My notes and derivations for SMLDs

1. Derivation of weighted score matching loss

We derive the score matching equation assuming Gaussian perturbations, and compute it as an expectation over different noise scales $\sigma_i$:

\begin{align} \mathbb{E}_{\sigma_i}\mathbb{E}_{q_{\sigma_i}(\xxtilde|\xx)q(\xx)} \Big[ \| \st(\xxtilde, \sigma_i) - \nabla_{\xxtilde} \log q_{\sigma_i}(\xxtilde|\xx) \|^{2} \Big], \tag{1} \end{align}

In practice, we use a weighted form of Eqn. (1) where we introduce a function $\lambda(\sigma) > 0$ to weight different noise scales:

\begin{align} \mathbb{E}_{\sigma_i}\mathbb{E}_{q_{\sigma_i}(\xxtilde|\xx)q(\xx)} \lambda(\sigma_i) \Big[ \| \st(\xxtilde, \sigma_i) - \nabla_{\xxtilde} \log q_{\sigma_i}(\xxtilde|\xx) \|^{2} \Big]. \tag{2} \end{align}

Since $q_{\sigma}$ is a Gaussian distribution with standard deviation $\sigma$, let us simplify further:

\begin{align} \mathcal{L}(\theta) & = \mathbb{E}_{\sigma_i}\mathbb{E}_{q_{\sigma_i}(\xxtilde|\xx)q(\xx)} \lambda(\sigma_i) \Big[ \| \st(\xxtilde, \sigma_i) + \frac{\xxtilde - \xx}{\sigma_i^2} \|_{2}^{2} \Big] \tag{3a} \\ & = \mathbb{E}_{\sigma_i}\mathbb{E}_{q_{\sigma_i}(\xxtilde|\xx)q(\xx)} \lambda(\sigma_i) \Big[ \| \st(\xxtilde, \sigma_i) + \frac{\xx + \sigma_i\epsilon - \xx}{\sigma_i^2} \|_{2}^{2} \Big] \tag{3b} \\ & = \mathbb{E}_{\sigma_i}\mathbb{E}_{q_{\sigma_i}(\xxtilde|\xx)q(\xx)} \lambda(\sigma_i) \Big[ \| \st(\xxtilde, \sigma_i) + \frac{\sigma_i\epsilon}{\sigma_i^2} \|_{2}^{2} \Big] \tag{3c} \\ & = \mathbb{E}_{\sigma_i}\mathbb{E}_{q_{\sigma_i}(\xxtilde|\xx)q(\xx)} \lambda(\sigma_i) \Big[ \| \st(\xxtilde, \sigma_i) + \frac{\epsilon}{\sigma_i} \|_{2}^{2} \Big] \tag{3d} \end{align}

In song2019generative, the authors observed that at optimality the norm of the predicted score $\| \st(\cdot; \sigma_i) \|_{2}$ is proportional to $1 / \sigma$. Because they intended for the magnitude of this norm to be the same for any $\sigma_i$ (to give all noise scales equal weighting) they proposed using $\lambda(\sigma) = \sigma^2$ so that $\| \sigma_i \st(\cdot; \sigma_i) \|_{2} \propto 1$ for any noise scale $i$. We can show this via the following derivation, starting with Eqn. (3d):

\begin{align} \ell(\xx, \sigma_i; \theta) & = \sigma_i^2 \frac{1}{2}\Big\| \st(\xx + \epsilon\sigma_i, \sigma_i) + \frac{\epsilon}{\sigma_i} \Big\|^{2}_{2} \tag{4a} \\ & = \sigma_i^2 \frac{1}{2} \sum_{j} \Big[ \st(\xx + \epsilon\sigma_i, \sigma_i)^2 + \frac{2\epsilon}{\sigma_i} \st(\xx+\epsilon\sigma, i) + \frac{\epsilon^2}{\sigma_i^2}\Big]_{j} \tag{4b} \\ & = \frac{1}{2} \sum_{j} \Big[ \sigma_i^2 \st(\xx + \epsilon\sigma_i, \sigma_i)^2 + 2\epsilon\sigma_i \st(\xx+\epsilon\sigma, i) + \epsilon^2\Big]_{j} \tag{4c} \\ & = \frac{1}{2}\Big\| \sigma_i \st(\xx+\epsilon\sigma_i, \sigma_i) + \epsilon \Big\|^{2}_{2}, \tag{4d} \end{align}

where we note that $\epsilon \sim \mathcal{N}(0,1)$ and $\| \sigma_i \st(\cdot; \sigma_i) \|_{2}^{2} \propto 1$ and so the the magnitude of the above is independent of $\sigma_i$.

Objective 1 -
Rewrite the rows from the line containing "DETECT small pale pink butterfly" through the end of the rows, inclusive, as a numbered list with blank lines omitted. Leave the pictures out.
The score matching notes and the rows that follow have no connection to each other.

Collected data entries:
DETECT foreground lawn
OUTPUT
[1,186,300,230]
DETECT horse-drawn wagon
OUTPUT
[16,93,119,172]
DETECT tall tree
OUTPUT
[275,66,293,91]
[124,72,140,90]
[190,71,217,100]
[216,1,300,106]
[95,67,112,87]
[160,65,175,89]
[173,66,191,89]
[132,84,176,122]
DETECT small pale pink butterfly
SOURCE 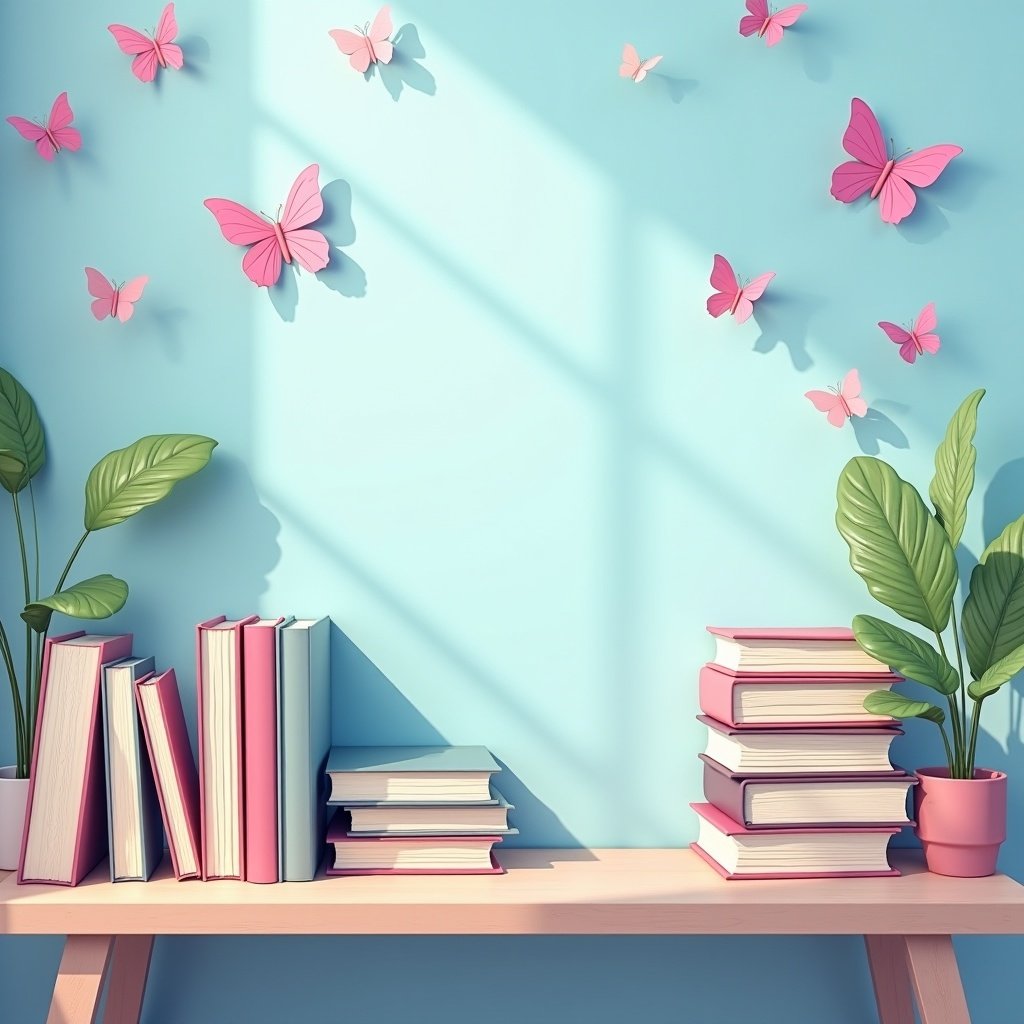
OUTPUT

Objective 2 -
List every equation tag in the score matching notes that includes a letter.

Exercise answer 1 -
1. DETECT small pale pink butterfly
2. SOURCE 
3. OUTPUT

Exercise answer 2 -
3a, 3b, 3c, 3d, 4a, 4b, 4c, 4d